Problem details =>
Summarize the passage on gender inequality and discrimination in two sentences.

Provided passage =>
*-*-*

Media and entertainment are also areas where this culture is prevalent but largely ignored as the privileged, otherwise known as “old boys club,” try to secure their vested interest.

Lack of critical mass

In order for women and other minorities to penetrate through the thick overhang of powerful men, they need to secure the critical mass of 30% of any group of people, gender equality experts say, based on UN data. Others say that an increase in women’s participation especially in leadership positions leads to less gender-based violence and discrimination at workplaces.

The efforts are there to send more women into politics and to introduce gender parity. However, even the smallest bud of critical mass often gets snipped.

Women who pioneered into a new field — be it in a higher position or rank and file — say they are often met with resistance from male colleagues or bosses, in politics, business or military. Many female candidates or politicians have also reported harassment from voters and male colleagues.

“Being a lone woman entering an all-male workplace is like facing micro-aggression every day,” says one woman in her late 50s who have entered a professional career a few years after the EEOL was established. “They look at me as someone who doesn’t deserve the same respect. That’s how I feel.” It didn’t take long for her to succumb to pressure and harassment before her absence became more frequent due to mental distress. She was reassigned to a new post.

World Economic Forum says it will likely require 123 years for the world to be fair and equal if each state fails to accelerate the endeavor.

What Japan needs

In its 2023 report, the United Nations working group pointed to the urgent need for Japan to “fully dismantle structures of inequality and discrimination against at-risk communities including women, the disabled people, migrant workers and LGBTQI+ among others.”

Japan is one of two Group of Seven countries that has not ratified ILO conventions regarding harassment and a comprehensive discrimination ban, with the second being the United States.

Most importantly, Japan’s civil servants, namely members of the judiciary and legislators, need to increase awareness and train to “fulfill their respective obligations to protect, investigate, punish and redress business-related human rights abuses,” the report said.

Although some retort that ILO conventions are not legally binding or that ratifying such conventions will not immediately resolve the issues summarized here, it would still pave the way for Japan to establish and implement domestic laws and policies to protect the people who need them most.

*-*-*

Collected data =>
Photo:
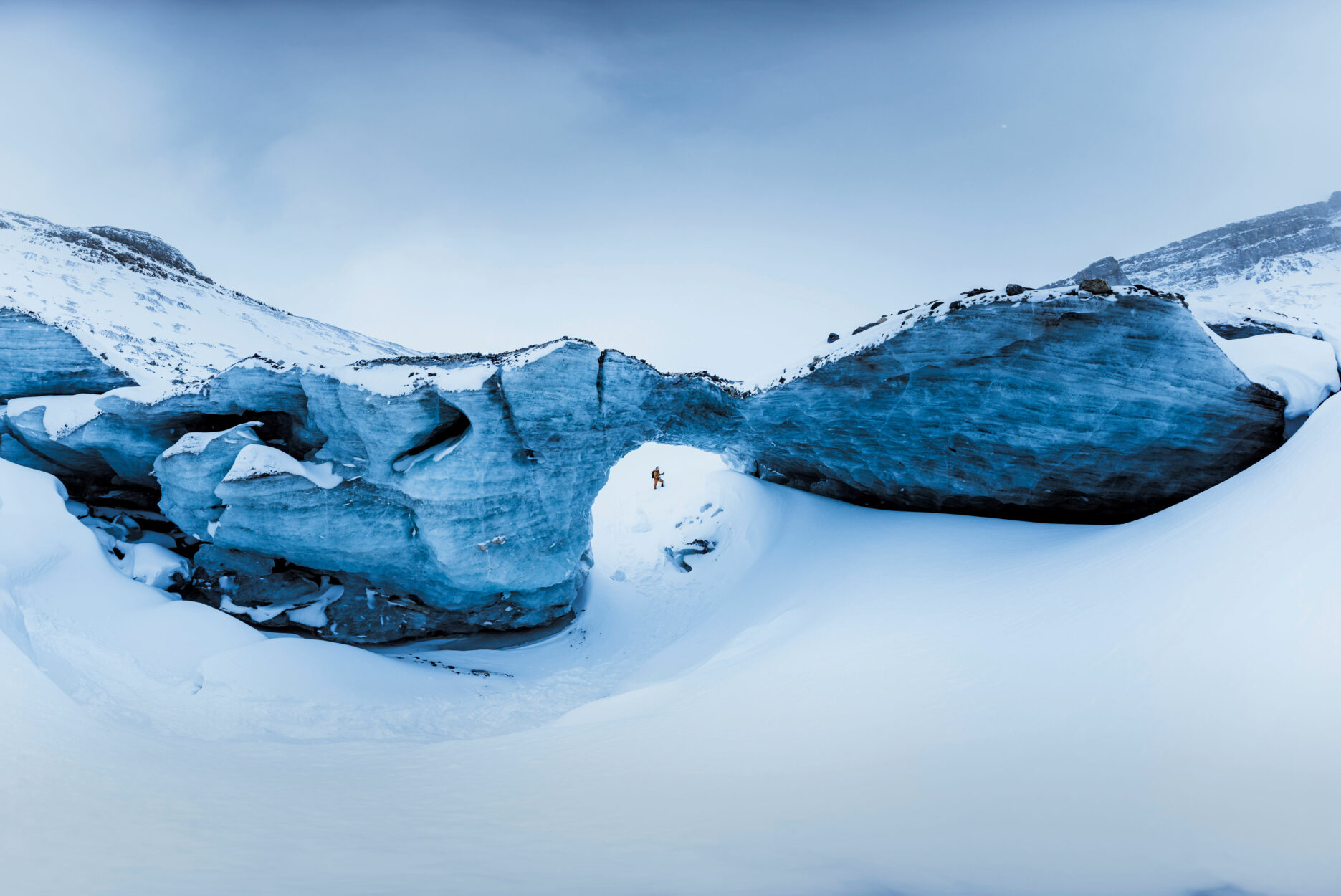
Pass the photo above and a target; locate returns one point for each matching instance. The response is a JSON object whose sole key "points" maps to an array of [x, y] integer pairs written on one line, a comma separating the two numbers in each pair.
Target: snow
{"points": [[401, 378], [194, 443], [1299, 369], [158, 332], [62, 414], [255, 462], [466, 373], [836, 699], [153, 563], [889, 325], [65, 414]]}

*-*-*

Complete answer =>
Women entering new fields often meet resistance and harassment from male colleagues, bosses and voters, and gender equality experts say women and other minorities need a critical mass of 30% of any group to break through. A 2023 United Nations working group report urged Japan to dismantle structures of inequality and discrimination, and Japan is one of two Group of Seven countries that has not ratified ILO conventions on harassment and a comprehensive discrimination ban.